■ Dataset entries:
------------------------------------------------------------

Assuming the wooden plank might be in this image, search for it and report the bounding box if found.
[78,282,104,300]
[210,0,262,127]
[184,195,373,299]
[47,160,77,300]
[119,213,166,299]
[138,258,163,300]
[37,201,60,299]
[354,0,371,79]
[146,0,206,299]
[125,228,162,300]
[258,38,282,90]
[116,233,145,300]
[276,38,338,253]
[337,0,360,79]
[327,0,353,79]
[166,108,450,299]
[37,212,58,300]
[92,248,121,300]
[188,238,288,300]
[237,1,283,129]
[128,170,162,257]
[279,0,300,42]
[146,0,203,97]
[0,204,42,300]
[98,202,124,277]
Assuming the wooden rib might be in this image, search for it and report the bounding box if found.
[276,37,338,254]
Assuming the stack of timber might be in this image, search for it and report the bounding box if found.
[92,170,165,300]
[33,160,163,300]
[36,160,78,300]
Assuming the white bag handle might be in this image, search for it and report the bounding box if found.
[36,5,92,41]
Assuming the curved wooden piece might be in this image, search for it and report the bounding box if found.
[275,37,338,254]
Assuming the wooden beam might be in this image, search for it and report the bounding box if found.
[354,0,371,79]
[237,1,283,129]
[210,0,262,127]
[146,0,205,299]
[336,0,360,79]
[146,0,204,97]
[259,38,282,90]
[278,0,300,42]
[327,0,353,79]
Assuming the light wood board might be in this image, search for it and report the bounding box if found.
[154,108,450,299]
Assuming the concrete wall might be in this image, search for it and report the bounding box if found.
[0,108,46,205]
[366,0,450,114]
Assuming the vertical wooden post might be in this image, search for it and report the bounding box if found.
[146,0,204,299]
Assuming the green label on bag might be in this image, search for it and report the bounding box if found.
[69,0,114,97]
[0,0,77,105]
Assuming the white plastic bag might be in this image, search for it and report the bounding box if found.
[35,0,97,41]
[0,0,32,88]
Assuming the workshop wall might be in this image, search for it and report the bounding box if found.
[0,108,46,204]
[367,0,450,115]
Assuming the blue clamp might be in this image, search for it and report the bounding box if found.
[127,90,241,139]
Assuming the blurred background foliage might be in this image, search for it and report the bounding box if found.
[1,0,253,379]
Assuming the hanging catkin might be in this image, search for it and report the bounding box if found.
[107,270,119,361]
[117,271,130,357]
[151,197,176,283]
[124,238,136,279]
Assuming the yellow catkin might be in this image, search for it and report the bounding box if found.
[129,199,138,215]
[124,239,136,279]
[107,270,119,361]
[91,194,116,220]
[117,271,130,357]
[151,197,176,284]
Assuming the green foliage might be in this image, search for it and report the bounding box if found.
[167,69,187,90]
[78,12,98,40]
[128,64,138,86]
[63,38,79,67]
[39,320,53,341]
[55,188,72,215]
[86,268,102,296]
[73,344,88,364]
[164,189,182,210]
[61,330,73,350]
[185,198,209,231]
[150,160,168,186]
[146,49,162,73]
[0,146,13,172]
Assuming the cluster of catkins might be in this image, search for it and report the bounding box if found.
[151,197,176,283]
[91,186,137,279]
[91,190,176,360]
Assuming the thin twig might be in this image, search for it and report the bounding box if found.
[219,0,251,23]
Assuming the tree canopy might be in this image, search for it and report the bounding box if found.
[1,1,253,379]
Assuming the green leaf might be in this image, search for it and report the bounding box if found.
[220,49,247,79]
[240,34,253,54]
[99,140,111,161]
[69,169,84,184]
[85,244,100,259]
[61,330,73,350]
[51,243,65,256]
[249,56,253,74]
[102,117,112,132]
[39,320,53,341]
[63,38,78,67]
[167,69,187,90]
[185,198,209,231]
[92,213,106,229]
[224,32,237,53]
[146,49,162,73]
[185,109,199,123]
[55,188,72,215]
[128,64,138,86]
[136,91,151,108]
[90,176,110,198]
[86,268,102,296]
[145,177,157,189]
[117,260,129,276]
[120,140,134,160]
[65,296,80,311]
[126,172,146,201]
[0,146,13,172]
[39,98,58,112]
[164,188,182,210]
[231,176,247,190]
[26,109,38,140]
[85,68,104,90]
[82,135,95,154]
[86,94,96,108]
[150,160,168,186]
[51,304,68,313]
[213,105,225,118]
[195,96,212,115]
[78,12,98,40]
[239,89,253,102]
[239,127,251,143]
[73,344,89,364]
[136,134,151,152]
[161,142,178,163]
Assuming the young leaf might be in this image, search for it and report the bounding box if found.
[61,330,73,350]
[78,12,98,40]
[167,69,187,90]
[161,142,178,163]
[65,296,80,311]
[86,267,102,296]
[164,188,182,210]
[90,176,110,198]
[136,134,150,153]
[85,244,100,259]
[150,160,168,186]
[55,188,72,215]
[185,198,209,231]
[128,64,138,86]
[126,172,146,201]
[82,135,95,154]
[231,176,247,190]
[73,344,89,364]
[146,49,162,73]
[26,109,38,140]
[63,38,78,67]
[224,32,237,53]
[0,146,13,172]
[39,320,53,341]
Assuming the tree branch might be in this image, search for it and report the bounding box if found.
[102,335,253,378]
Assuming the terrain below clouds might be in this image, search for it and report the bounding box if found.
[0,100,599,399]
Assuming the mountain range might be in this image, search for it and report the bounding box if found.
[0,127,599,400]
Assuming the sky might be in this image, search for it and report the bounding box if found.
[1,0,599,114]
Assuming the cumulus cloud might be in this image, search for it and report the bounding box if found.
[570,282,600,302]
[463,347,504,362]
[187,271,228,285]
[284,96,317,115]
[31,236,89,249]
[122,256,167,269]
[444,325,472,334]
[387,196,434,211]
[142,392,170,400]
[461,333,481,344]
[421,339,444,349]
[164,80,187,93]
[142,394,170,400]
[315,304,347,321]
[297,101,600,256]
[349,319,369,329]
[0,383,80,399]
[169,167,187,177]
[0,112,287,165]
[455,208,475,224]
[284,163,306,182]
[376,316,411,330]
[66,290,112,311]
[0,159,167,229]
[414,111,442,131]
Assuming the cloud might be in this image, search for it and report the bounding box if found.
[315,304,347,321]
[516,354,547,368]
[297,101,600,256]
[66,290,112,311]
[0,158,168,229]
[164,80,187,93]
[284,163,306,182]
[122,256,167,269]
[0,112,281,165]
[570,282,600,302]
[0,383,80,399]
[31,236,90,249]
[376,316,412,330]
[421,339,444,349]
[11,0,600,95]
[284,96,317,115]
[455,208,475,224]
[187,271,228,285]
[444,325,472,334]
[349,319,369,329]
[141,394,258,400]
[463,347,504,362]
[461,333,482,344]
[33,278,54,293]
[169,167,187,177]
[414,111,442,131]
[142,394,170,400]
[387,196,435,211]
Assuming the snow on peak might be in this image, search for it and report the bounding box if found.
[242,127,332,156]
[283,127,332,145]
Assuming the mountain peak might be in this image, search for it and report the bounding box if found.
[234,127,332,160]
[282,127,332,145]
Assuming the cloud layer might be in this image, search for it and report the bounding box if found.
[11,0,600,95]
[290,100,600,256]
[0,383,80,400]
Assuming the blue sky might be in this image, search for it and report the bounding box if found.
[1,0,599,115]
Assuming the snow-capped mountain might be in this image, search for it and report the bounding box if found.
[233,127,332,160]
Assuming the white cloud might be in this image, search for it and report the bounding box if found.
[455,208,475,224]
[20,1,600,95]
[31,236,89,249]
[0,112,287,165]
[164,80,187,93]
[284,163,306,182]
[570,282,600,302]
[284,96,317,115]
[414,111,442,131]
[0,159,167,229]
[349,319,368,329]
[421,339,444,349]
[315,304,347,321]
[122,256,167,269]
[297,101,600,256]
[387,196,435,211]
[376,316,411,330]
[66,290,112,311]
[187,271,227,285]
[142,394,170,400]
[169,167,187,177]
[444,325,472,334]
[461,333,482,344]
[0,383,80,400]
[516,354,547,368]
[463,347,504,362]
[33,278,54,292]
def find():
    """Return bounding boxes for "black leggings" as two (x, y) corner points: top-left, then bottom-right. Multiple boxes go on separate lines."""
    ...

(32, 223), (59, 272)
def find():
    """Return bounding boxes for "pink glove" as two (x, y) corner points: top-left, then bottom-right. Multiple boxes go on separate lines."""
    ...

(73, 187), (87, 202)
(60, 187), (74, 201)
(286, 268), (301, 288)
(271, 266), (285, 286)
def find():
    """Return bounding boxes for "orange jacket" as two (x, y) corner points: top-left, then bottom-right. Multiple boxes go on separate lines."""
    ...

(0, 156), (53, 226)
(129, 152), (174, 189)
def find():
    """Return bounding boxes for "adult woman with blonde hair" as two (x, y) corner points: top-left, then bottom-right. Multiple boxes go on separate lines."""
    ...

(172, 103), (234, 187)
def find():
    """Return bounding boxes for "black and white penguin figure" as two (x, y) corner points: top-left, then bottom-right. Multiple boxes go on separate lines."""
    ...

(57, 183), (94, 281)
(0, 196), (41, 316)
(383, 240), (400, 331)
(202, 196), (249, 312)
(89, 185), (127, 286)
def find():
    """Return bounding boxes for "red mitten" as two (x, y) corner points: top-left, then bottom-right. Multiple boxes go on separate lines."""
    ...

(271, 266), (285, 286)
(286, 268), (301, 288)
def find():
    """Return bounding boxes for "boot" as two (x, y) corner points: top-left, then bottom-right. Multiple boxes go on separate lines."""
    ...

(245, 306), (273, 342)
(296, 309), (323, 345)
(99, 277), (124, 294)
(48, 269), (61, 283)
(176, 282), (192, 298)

------------------------------------------------------------

■ Task goal: Where in the entries does the word "right" occur? Copy out each line that has it.

■ Exercise output:
    """Return bounding boxes for "black leggings" as two (x, y) corner points: top-left, then bottom-right. Multiple boxes go on separate lines."""
    """Return bounding boxes for "pink glove" as two (x, y) corner points: top-left, then bottom-right. Multiple boxes go on separate lines."""
    """Return bounding boxes for "orange jacket" as two (x, y) corner points: top-left, then bottom-right. Multiple boxes go on separate lines."""
    """Return bounding boxes for "adult woman with blonde hair" as two (x, y) corner points: top-left, then bottom-right. Multiple boxes go on separate lines."""
    """Return bounding boxes for "black and white penguin figure" as two (x, y) corner points: top-left, then bottom-right. Multiple boxes go on separate lines."""
    """Return bounding boxes for "red mitten" as two (x, y) corner points: top-left, then bottom-right. Multiple boxes go on separate lines."""
    """Return bounding boxes for "boot" as two (x, y) corner points: top-left, then bottom-right. Multiple boxes go on separate lines."""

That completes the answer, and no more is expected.